> _PAGE EXCERPT_
T. Rowe Price Group NASDAQ: TROW executives highlighted improving earnings, continued progress in exchange-traded funds and separately managed accounts, and ongoing efforts to stabilize net flows during the firm’s first quarter 2026 earnings call. Management also provided a detailed update on its alternative credit business through Oak Hill Advisors (OHA), emphasizing opportunity in a more volatile market environment.

Market backdrop and investment performance

Chair, CEO, and President Rob Sharps said markets were “relatively stable” early in the quarter before declining in March, which he attributed to “the conflict with Iran” that pushed energy prices higher and increased uncertainty around global growth expectations. Sharps noted those declines “have reversed in the early part of the second quarter, with the market recently reaching new highs.”

Sharps said T. Rowe Price’s active management approach is positioned to take advantage of market volatility, even as the company continues to face outflows in equities and mutual funds. He reported that “around 1/2 of our funds outperformed,” with 39%, 56%, 43%, and 59% beating peer group medians over one-, three-, five-, and 10-year periods, respectively. On an asset-weighted basis, Sharps said long-term performance remained stronger: 71%, 46%, and 78% of funds outperformed over three, five, and 10 years, though “the one-year time period remains challenged.”

> _RAW DATA_

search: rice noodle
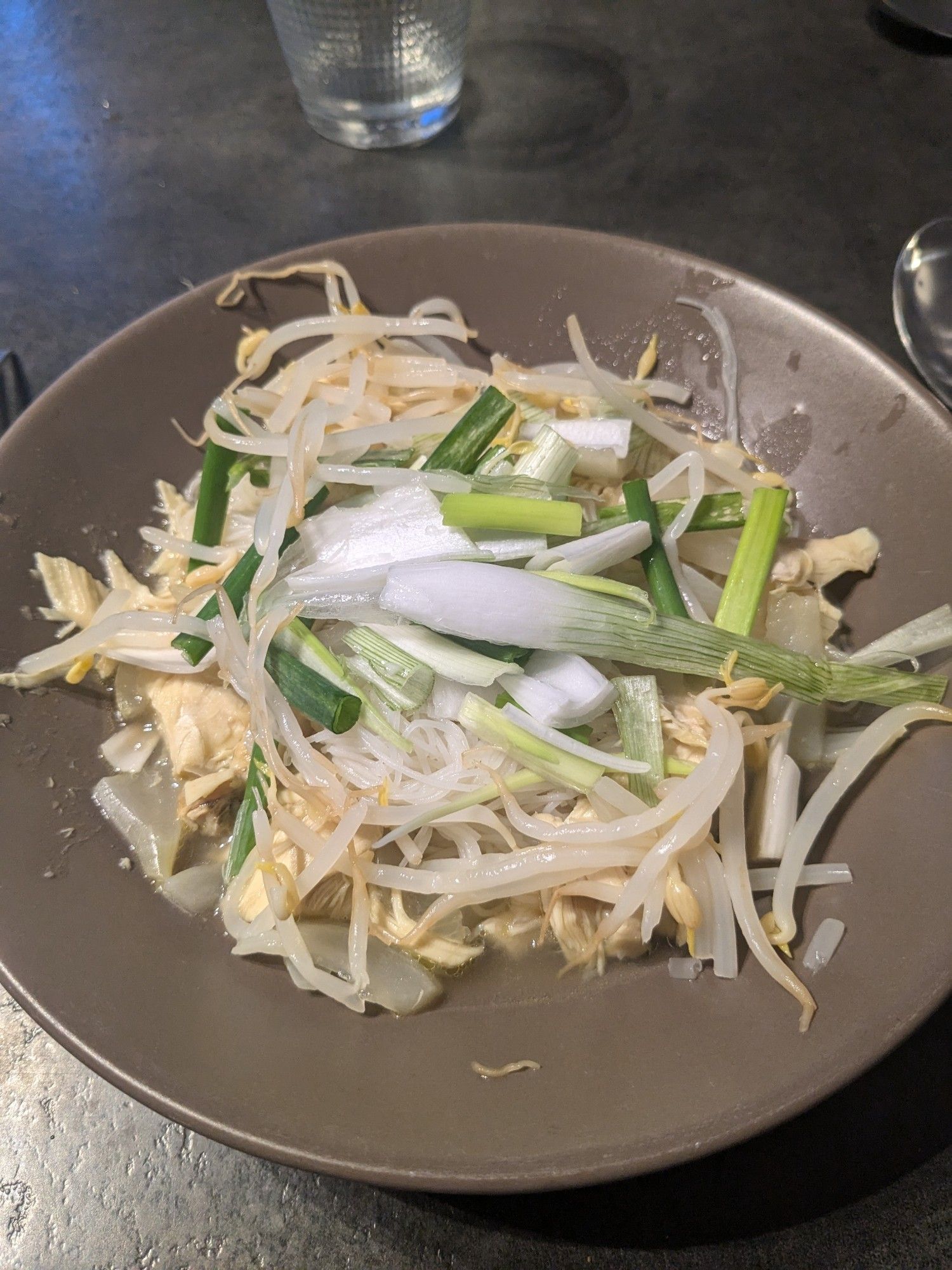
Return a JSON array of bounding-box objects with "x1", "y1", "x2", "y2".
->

> _TASKS TO COMPLETE_
1/ From the T. Rowe Price earnings call excerpt, list each percentage of funds that beat peer group medians, with the time period for each.
2/ Please extend the T. Rowe Price earnings call report with the next passage, starting right after its final sentence.

> _ANSWERS_
1/
- One year: 39%
- Three years: 56%
- Five years: 43%
- 10 years: 59%

2/
Fixed income results were a bright spot. Sharps said that on an asset-weighted basis, “over three-quarters of the funds outperformed for the one, three, five, and 10-year time periods.” In target date strategies, he said 94%, 54%, and 98% of fund AUM outperformed peers over the three-, five-, and 10-year periods, while one-year performance was weaker. However, Sharps added the most recent quarter showed improvement, with “86% of AUM outperforming peers,” driven by security selection in active equity strategies and tactical asset allocation decisions.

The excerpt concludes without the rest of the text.